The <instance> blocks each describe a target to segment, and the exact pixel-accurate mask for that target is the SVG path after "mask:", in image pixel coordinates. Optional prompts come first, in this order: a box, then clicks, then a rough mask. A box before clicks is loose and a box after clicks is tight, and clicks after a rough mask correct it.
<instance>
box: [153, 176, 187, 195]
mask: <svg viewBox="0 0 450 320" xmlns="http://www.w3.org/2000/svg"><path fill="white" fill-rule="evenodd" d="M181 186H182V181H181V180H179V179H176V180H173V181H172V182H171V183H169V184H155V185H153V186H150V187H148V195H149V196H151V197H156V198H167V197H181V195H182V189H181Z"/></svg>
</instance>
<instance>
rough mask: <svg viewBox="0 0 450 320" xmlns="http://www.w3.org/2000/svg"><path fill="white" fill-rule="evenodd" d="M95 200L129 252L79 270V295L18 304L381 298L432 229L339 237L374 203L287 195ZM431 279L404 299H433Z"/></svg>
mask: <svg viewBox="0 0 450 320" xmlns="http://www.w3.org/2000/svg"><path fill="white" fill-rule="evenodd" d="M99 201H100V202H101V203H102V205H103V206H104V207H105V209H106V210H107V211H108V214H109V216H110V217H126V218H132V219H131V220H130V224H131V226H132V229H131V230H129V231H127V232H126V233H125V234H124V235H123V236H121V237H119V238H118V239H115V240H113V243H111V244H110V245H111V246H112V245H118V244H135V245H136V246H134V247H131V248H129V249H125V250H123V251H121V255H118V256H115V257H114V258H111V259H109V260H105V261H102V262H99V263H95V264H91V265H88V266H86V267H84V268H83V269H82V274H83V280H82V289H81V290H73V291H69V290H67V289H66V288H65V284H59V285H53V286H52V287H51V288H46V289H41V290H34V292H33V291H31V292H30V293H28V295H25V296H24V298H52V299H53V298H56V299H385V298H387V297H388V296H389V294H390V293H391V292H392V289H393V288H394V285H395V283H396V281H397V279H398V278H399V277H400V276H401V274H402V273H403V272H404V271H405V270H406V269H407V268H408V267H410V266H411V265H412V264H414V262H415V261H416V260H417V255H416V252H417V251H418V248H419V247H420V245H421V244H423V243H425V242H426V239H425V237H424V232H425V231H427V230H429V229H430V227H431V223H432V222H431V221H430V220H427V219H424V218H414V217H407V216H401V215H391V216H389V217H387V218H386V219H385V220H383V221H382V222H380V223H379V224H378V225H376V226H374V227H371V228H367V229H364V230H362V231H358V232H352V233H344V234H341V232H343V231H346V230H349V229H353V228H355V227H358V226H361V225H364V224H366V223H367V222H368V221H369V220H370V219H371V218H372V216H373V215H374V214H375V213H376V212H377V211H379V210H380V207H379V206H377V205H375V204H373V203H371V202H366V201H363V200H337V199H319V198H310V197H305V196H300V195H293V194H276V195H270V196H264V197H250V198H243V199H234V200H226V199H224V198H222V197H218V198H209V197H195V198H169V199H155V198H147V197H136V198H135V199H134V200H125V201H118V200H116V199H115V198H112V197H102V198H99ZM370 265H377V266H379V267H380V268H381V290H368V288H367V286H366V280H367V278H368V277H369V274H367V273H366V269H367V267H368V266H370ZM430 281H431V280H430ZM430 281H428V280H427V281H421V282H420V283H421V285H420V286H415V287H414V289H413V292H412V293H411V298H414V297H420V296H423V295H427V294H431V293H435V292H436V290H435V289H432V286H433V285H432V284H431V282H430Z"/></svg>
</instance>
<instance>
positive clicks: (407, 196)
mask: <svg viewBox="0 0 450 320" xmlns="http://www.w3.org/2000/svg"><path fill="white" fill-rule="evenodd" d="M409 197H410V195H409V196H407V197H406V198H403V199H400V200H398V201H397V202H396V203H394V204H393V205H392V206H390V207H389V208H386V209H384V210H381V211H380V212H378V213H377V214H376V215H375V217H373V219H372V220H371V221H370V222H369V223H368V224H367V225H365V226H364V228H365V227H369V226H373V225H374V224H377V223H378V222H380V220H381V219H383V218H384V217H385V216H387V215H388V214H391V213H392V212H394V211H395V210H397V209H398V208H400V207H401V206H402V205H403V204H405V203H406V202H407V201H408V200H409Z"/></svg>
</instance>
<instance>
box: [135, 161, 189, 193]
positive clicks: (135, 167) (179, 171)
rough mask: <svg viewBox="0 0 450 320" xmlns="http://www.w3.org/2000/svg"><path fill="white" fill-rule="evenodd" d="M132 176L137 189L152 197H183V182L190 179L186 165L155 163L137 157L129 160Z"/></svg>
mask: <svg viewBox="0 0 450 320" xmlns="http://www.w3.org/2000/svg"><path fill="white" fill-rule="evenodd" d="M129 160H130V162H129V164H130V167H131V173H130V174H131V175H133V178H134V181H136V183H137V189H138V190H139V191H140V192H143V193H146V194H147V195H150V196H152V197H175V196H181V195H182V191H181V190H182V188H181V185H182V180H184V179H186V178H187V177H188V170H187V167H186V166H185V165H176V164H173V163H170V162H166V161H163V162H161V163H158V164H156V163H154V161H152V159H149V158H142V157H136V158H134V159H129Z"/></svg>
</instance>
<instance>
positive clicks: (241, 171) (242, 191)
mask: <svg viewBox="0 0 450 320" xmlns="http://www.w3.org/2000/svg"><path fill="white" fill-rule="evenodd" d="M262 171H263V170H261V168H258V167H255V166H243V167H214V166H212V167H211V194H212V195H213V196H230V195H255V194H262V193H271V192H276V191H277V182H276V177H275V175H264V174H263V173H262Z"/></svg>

## Exercise prompt
Which lines of the records above contain the word "clicks"? Copy each of those lines in full.

## Result of this exercise
The <instance> blocks each describe a target to segment, and the exact pixel-accurate mask for that target is the SVG path after "mask:", in image pixel coordinates. Optional prompts come first, in this order: a box, then clicks, then a rough mask. A box before clicks is loose and a box after clicks is tight, and clicks after a rough mask correct it.
positive clicks: (407, 196)
positive clicks: (135, 167) (179, 171)
positive clicks: (241, 171) (242, 191)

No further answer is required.